Start
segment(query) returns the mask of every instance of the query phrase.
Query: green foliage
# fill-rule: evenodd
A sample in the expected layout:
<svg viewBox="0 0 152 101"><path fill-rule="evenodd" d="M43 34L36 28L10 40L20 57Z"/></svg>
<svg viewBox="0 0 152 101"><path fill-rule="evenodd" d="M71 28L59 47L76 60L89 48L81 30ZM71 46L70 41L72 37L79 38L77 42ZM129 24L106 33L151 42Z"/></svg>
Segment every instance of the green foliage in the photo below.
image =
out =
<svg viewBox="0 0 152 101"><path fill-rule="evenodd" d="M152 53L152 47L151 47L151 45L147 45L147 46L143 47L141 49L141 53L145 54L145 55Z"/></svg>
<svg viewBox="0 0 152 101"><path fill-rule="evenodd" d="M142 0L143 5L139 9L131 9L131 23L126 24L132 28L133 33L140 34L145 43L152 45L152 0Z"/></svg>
End
> EXERCISE
Rewrite the listing above, changing every "green foliage" to "leafy vegetation" and leaving everything else unchanged.

> WORKED ANSWER
segment(query) returns the mask of every instance of the query phrase.
Query: leafy vegetation
# fill-rule: evenodd
A sample in the expected layout:
<svg viewBox="0 0 152 101"><path fill-rule="evenodd" d="M43 34L36 28L10 40L20 57Z"/></svg>
<svg viewBox="0 0 152 101"><path fill-rule="evenodd" d="M71 28L59 47L76 60L89 48L81 30ZM71 46L70 41L72 37L79 38L77 42ZM129 24L106 33L151 42Z"/></svg>
Segment every instance of the leafy vegetation in the photo below.
image =
out =
<svg viewBox="0 0 152 101"><path fill-rule="evenodd" d="M152 53L152 47L151 47L151 45L147 45L147 46L143 47L141 49L141 53L145 54L145 55Z"/></svg>
<svg viewBox="0 0 152 101"><path fill-rule="evenodd" d="M142 0L143 5L139 9L131 9L131 23L126 24L132 28L133 33L140 34L145 43L152 45L152 0Z"/></svg>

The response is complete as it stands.